Top of SUPPLIED RECORDS
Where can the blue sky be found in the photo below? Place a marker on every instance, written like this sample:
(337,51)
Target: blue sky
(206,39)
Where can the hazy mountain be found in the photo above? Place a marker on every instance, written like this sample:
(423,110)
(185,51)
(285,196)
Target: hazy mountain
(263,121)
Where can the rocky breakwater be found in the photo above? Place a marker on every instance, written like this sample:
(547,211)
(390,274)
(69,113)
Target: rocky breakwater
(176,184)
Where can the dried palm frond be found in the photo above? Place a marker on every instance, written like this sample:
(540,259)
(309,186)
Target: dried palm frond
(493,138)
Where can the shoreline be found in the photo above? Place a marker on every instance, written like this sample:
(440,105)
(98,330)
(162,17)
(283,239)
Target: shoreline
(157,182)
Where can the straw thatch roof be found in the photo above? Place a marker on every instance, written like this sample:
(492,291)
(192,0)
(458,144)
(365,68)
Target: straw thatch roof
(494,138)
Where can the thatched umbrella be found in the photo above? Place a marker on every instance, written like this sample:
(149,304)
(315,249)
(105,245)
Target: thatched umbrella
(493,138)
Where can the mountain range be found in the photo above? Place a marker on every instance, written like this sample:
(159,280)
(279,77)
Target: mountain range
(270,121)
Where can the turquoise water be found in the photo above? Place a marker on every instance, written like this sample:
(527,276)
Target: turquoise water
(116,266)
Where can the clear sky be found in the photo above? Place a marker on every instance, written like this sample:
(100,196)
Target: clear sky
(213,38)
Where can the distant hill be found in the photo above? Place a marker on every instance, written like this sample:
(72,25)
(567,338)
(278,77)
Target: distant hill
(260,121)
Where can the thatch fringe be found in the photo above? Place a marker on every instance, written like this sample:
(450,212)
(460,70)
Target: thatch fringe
Bottom of SUPPLIED RECORDS
> **REQUIRED ACTION**:
Return all the data above, unaltered and complete.

> **RESULT OF THE TASK**:
Where can the blue sky be found in the photo below? Place a marker on every instance, written like this sample:
(337,51)
Target: blue sky
(206,39)
Where can the hazy mountain be found in the photo above? Place a marker on every instance, written like this sample:
(423,110)
(185,51)
(285,196)
Target: hazy mountain
(263,121)
Where can the rocky breakwater be found in the photo above? Place a marker on every instance, written like this sample:
(547,211)
(390,274)
(69,113)
Target: rocky breakwater
(176,184)
Where can the dried palm frond be found in the photo above? Place a marker on every instance, written like this sample:
(540,259)
(309,186)
Target: dried palm frond
(493,138)
Where can the shoreline be found in the photo above? Place a marker on every instance, written like this sample:
(440,105)
(98,330)
(162,17)
(283,239)
Target: shoreline
(157,182)
Where can the straw thatch roof be found in the photo above? Place a marker on every instance, written like this sample:
(492,291)
(192,0)
(458,144)
(365,68)
Target: straw thatch roof
(494,138)
Where can the thatched umbrella be found in the photo above? Place a marker on every instance, written like this sample:
(149,304)
(315,249)
(105,245)
Target: thatched umbrella
(493,138)
Where can the mountain range be found in the photo above? Place a marker on every instance, written like this sample:
(159,280)
(279,77)
Target: mountain range
(270,121)
Where can the turquoise water be found in the photo above? Place a marker on every instance, written like this sample:
(527,276)
Target: turquoise water
(116,266)
Where can the clear sky be found in the photo above? Place a marker on every instance, written like this sample:
(100,196)
Target: clear sky
(213,38)
Where can the distant hill be found in the photo above? Place a marker on every instance, written like this sample:
(72,25)
(567,338)
(278,77)
Target: distant hill
(260,121)
Where can the thatch fringe be found in the photo above? Place a marker on every instance, written like this sample:
(450,212)
(460,70)
Target: thatch fringe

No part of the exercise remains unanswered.